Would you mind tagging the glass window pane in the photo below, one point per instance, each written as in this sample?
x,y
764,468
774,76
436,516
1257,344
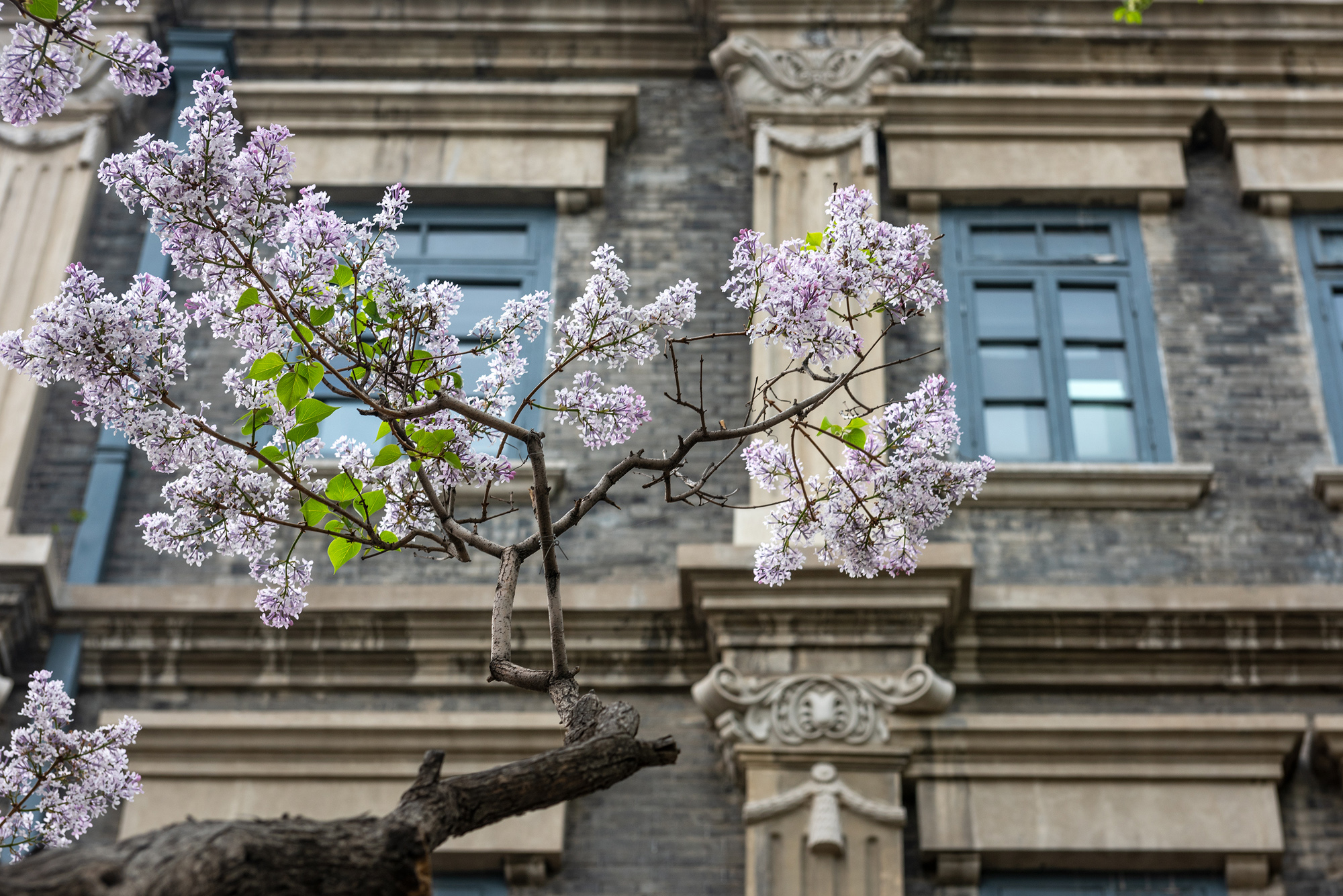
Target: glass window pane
x,y
1091,242
349,421
409,242
477,243
1016,242
1091,313
1105,432
1332,246
1007,311
1098,375
1012,372
1017,432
§ §
• Work required:
Return every line of the data above word for word, leaving out the pictures.

• Exercise response:
Would you mind tagging the glass window pane in the photo below, one point per instance, each written as in this sample?
x,y
764,468
774,76
436,516
1257,344
Target: glass window pane
x,y
1091,242
349,421
409,242
477,243
1016,242
1091,313
1105,432
1332,246
1007,311
1098,375
1012,372
1017,432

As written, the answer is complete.